[start TASK DATA]

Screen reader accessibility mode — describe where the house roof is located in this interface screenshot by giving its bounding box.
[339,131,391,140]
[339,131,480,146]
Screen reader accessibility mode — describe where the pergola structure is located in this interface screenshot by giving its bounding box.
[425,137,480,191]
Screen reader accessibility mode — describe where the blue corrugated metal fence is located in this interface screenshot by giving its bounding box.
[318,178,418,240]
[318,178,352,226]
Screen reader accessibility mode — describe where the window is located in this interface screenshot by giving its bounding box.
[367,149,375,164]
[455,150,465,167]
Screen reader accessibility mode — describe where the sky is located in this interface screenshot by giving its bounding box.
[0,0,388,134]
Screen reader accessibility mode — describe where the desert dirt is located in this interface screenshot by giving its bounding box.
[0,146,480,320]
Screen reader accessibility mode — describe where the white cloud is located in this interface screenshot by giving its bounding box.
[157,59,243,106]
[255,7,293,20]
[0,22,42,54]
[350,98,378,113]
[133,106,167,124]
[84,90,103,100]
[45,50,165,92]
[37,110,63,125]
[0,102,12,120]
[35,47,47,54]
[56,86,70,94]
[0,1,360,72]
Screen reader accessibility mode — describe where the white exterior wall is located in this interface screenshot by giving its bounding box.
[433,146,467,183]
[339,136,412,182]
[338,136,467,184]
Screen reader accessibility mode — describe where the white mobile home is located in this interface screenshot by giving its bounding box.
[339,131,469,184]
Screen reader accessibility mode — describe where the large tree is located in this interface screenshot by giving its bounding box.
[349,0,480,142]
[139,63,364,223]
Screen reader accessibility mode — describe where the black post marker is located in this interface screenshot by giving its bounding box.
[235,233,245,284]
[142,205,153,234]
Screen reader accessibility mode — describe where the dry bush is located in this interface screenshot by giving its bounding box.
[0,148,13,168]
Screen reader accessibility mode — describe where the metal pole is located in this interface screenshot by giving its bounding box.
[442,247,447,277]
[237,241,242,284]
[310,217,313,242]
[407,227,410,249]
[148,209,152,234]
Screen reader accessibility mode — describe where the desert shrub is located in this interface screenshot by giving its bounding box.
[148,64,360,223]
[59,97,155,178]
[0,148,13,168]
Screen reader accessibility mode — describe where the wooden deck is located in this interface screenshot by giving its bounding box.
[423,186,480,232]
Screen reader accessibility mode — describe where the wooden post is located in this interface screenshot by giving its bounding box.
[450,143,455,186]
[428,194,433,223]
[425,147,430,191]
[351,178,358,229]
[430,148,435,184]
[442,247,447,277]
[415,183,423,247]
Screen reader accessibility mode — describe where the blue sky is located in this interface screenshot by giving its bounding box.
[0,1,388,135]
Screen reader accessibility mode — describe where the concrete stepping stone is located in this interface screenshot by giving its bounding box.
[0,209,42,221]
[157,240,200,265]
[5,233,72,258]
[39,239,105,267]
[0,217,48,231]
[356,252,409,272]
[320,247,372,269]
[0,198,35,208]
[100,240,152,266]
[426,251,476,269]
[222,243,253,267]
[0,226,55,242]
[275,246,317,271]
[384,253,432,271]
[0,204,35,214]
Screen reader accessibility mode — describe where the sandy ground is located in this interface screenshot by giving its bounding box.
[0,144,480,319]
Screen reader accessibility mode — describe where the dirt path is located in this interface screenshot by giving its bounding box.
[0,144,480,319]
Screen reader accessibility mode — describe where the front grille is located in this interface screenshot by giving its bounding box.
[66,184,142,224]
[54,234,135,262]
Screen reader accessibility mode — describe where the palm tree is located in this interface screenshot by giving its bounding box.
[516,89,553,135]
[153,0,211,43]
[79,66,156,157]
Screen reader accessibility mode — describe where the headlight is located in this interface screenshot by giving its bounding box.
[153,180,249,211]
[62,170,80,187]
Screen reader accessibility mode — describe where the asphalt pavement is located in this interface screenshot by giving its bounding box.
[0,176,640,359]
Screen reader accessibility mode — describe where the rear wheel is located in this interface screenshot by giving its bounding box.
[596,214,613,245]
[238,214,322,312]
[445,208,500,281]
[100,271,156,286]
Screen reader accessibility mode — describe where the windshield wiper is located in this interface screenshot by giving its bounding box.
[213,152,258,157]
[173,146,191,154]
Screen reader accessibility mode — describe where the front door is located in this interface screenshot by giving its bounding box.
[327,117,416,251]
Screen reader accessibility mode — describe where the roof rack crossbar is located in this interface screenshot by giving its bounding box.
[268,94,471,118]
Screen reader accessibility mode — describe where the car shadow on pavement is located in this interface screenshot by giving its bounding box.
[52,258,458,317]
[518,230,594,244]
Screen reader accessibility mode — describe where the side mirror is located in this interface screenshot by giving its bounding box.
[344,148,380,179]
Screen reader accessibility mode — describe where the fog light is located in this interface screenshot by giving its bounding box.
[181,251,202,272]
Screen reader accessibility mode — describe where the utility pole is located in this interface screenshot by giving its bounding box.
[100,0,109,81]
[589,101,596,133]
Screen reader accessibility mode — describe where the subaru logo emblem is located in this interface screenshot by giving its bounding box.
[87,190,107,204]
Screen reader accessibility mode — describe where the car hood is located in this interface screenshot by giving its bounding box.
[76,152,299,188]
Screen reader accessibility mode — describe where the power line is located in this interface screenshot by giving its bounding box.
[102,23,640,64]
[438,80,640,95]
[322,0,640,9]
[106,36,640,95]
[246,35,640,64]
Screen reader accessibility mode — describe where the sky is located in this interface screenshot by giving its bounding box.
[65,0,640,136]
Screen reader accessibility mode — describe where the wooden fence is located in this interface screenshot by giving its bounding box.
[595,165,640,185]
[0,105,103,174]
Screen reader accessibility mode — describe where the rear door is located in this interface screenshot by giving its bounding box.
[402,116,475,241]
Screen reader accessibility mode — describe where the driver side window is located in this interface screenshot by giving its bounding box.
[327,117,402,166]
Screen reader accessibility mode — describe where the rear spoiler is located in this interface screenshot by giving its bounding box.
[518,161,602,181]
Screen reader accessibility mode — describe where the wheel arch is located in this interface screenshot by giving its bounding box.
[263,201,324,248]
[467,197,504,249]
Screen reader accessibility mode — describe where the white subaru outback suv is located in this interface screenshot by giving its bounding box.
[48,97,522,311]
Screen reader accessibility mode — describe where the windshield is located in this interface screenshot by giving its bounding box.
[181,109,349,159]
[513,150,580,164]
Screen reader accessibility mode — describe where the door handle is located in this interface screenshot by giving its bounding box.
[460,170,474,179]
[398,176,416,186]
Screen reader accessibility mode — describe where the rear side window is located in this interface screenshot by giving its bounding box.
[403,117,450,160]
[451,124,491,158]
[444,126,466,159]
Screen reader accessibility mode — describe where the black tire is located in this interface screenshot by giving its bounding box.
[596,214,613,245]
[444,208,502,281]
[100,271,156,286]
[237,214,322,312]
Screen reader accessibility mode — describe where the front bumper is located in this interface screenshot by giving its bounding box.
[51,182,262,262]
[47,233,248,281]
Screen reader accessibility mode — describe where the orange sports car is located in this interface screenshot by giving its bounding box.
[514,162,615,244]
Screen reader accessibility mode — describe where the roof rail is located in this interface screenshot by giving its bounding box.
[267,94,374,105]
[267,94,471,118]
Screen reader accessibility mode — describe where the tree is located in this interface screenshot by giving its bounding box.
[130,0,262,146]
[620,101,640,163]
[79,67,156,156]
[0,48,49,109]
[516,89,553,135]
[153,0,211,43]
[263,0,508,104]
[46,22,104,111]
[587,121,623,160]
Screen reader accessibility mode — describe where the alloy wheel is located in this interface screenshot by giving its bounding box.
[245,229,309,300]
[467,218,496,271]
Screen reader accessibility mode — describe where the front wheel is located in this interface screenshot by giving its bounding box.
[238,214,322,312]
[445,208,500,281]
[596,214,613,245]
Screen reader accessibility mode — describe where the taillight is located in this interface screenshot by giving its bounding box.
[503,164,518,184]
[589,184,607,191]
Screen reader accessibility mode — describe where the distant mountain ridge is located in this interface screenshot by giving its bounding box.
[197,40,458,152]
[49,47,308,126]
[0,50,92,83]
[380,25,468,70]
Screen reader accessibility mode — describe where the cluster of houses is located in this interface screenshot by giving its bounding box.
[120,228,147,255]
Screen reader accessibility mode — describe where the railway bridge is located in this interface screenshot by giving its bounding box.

[end TASK DATA]

• **DIRECTIONS**: Copy the data above word for word, from the line containing "Screen reader accessibility mode — describe where the taillight" through the line containing "[589,184,607,191]", including both of those lines.

• **ANSWER TO THIS PROBLEM**:
Screen reader accessibility mode — describe where the taillight is located in this interface screenshot by giving its bounding box.
[503,164,518,184]
[589,184,607,191]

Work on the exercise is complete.